■ **TASK OBJECTIVE**
Every line of the data must be copied exactly.

■ **EXERCISE MATERIAL**
......
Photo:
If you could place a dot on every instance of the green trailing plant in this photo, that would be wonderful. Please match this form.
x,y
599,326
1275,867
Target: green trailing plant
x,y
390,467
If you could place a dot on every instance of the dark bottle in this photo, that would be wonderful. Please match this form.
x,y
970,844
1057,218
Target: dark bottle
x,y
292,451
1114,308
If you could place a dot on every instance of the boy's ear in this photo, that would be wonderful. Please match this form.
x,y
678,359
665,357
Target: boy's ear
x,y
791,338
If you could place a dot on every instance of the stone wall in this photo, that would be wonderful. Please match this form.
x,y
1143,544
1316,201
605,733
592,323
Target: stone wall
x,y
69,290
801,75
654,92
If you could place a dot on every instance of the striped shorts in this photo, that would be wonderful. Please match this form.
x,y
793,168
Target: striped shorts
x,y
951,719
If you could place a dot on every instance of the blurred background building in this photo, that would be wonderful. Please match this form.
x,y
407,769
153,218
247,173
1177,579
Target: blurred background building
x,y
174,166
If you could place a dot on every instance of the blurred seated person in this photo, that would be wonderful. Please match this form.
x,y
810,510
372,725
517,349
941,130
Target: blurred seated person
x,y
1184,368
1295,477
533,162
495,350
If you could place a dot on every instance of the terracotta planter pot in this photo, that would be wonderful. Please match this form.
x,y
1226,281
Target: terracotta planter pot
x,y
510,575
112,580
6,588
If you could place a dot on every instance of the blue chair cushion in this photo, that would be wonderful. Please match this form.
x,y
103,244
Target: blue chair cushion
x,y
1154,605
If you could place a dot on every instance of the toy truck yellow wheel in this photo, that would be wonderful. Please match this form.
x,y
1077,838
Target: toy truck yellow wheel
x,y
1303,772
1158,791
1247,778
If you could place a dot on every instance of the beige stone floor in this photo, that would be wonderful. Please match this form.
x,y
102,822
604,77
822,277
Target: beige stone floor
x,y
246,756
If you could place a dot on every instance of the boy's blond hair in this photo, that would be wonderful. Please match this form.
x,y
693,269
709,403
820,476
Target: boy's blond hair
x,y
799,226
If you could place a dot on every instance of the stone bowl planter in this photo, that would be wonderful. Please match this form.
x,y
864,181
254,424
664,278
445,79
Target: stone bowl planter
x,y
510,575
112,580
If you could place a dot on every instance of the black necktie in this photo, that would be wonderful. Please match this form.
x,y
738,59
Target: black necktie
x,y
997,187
......
■ **SOLUTION FOR THIS TASK**
Photo:
If you could place a dot on every instance of the green trailing plant in this photo, that would be wonderful. Please match this form.
x,y
599,326
1275,867
Target: green trailing plant
x,y
390,467
If you could place a dot on every instance of the dark bottle in this photo, that would be wonderful. Please match this form.
x,y
970,844
1057,218
Target: dark bottle
x,y
292,451
1114,308
If you could place a dot on every instance of the boy's ear in this photo, that would be wonderful. Please match this form.
x,y
678,359
665,357
Target: boy's ear
x,y
791,338
If you could place a dot on every instance of the stone wall in this photo, that would be wonderful. Please match this form.
x,y
1143,544
1316,201
605,733
592,323
Target: stone wall
x,y
69,290
801,75
654,92
If you could place a dot on every instance of the striped shorts in this photo, that would be wonderful. Please match this form.
x,y
793,168
Target: striped shorts
x,y
951,719
If you could place a dot on every instance of the blurred background building in this photo, that would be wonderful. Please match this form.
x,y
407,769
153,218
247,173
1177,579
Target: blurred background building
x,y
174,166
If you could place a dot on every instance of the blurred seated person in this photo, that would be wonderful. Please match this form.
x,y
810,510
372,725
517,349
941,130
Target: blurred seated person
x,y
1184,368
1295,477
533,162
495,350
If you could place a dot on every instance of the terracotta planter pot in this photo, that would be wonderful. Please match this form.
x,y
1226,281
Target: terracotta planter pot
x,y
510,575
112,580
6,588
If you could place a dot on every instance of the blue chair cushion in this photo, that would be wonderful. Please match this form.
x,y
103,244
Target: blue chair cushion
x,y
1154,605
If you could place a dot on every instance of the toy truck yellow wheel in this photo, that would be wonderful. Please match this form.
x,y
1077,838
Target: toy truck yellow wheel
x,y
1303,772
1158,791
1247,778
If you could place a dot on every instance of the beige stone floor in this photo, that would be wonderful. Please match this form.
x,y
102,822
604,77
822,277
Target: beige stone floor
x,y
246,756
If you could place a dot on every instance of the boy's blond hair in this photo, that would be wonderful. Please match this form.
x,y
693,269
709,403
820,476
Target: boy's blond hair
x,y
799,226
If you could place a dot on every instance of the stone bowl planter in this photo, that would be wonderful. Please match this form.
x,y
864,181
254,424
664,278
445,79
Target: stone bowl planter
x,y
510,575
112,580
If you could place a dot on every instance of the black necktie in this photo, that would be wonderful. Please match this form.
x,y
738,59
Target: black necktie
x,y
997,187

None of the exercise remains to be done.